▸ **Excerpted text**
▬▬▬

LOGAN – Utah State University officials report that the institution is now offering nearly 75 percent of its previously-scheduled spring semester catalog via online or other remote teaching methods.
In the wake of USU President Noelle Cockett’s cancellation of all classroom instruction in early March, the university’s faculty and staff were faced with the daunting challenge of transitioning the content of 6,011 classroom courses to delivery by distance learning technologies. The university’s ambitious goal to salvage spring semester instruction despite the Coronavirus outbreak was to achieve that transition by Mar. 18.
USU spokesperson Emilie Wheeler said Friday that 4,131 of those face-to-face courses have now been moved to online delivery. Instruction has also continued without interruption in 298 USU courses that are broadcast statewide and another 497 courses that were originally slated as online courses, for a total of 4,926 courses that are now continuing.
Wheeler explained that university officials recognized from the outset that some academic subjects just don’t readily lend themselves to delivery via available distance learning technologies. Some of those courses were reluctantly cancelled, including hands-on practicums and internships that could not be completed due to closed public schools and businesses. The remainder of the 1,880 spring semester courses that have not yet moved online are still being jointly studied by their professors and technology experts from the university’s Center for Innovative Design & Instruction in the hope of finding alternative delivery methods.

▬▬▬

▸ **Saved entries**
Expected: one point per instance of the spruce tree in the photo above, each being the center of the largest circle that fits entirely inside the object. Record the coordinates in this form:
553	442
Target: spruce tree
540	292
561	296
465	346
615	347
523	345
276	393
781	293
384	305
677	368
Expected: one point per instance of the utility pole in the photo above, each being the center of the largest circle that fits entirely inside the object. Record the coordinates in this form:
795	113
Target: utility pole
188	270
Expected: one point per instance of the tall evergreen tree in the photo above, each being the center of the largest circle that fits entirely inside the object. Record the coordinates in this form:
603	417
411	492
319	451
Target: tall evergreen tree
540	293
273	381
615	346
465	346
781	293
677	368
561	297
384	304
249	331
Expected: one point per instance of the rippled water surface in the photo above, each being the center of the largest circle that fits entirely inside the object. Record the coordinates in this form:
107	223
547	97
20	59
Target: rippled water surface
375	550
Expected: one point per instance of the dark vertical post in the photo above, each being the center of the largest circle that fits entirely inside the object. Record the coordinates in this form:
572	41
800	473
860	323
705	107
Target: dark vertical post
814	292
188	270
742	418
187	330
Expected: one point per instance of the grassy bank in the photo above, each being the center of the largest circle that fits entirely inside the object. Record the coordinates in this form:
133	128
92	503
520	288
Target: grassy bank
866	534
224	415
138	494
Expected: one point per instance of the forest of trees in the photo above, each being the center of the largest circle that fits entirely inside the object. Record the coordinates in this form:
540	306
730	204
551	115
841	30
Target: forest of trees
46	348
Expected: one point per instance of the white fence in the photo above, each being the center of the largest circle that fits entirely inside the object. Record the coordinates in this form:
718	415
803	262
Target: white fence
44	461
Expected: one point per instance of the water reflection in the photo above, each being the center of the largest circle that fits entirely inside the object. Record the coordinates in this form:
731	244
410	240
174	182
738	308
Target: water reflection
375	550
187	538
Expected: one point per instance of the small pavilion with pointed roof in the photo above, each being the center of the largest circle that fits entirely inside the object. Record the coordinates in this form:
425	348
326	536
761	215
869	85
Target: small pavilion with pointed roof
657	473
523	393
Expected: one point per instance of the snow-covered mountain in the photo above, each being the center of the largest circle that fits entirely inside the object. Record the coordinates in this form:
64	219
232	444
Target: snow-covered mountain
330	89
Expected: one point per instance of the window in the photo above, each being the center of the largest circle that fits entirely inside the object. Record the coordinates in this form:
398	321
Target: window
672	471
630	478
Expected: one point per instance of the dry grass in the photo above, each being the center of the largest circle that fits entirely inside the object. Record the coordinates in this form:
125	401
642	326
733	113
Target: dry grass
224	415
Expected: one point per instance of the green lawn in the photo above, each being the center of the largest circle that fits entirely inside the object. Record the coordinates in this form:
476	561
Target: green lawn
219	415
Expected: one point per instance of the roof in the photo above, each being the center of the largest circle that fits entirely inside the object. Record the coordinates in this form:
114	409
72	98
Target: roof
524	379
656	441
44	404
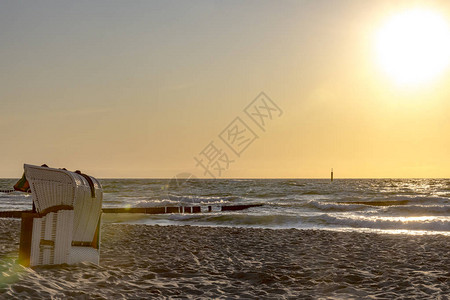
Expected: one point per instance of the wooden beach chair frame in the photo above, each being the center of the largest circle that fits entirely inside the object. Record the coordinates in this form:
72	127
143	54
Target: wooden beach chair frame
65	229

▬▬▬

▸ **Your tasks**
1. From the article on Utah State University's move to online courses, extract the part that opens with the words containing "LOGAN – Utah" and closes with "by Mar. 18.".
2. According to the article on Utah State University's move to online courses, how many face-to-face courses had been moved to online delivery?
3. Carry on the article on Utah State University's move to online courses from the point where it stops.

▸ **Task answers**
1.
LOGAN – Utah State University officials report that the institution is now offering nearly 75 percent of its previously-scheduled spring semester catalog via online or other remote teaching methods.
In the wake of USU President Noelle Cockett’s cancellation of all classroom instruction in early March, the university’s faculty and staff were faced with the daunting challenge of transitioning the content of 6,011 classroom courses to delivery by distance learning technologies. The university’s ambitious goal to salvage spring semester instruction despite the Coronavirus outbreak was to achieve that transition by Mar. 18.

2. 4,131

3.
When the suspension of USU face-to-face classes was announced on Mar. 12, it was originally intended to be a temporary measure through the end of March. USU students in residential housing were encouraged to remain on campus and university employees were directed to proceed with business as usual while maintaining social distancing.
In the face of the escalating threat of the spread of the Coronavirus, the suspension of classroom courses has now been extended through the end of spring semester and students who can do so have been advised to leave the Logan campus.
While encouraging students to make an effort to adjust to the new online formats of their courses, the university has also extended the deadline to withdraw from those courses or to change grading options from a letter grade to pass/fail until April 15.
The university has announced, however, that tuition or course fee refunds will not be allowed as courses, grades and credit are still being offered. Student fees will also not be refunded.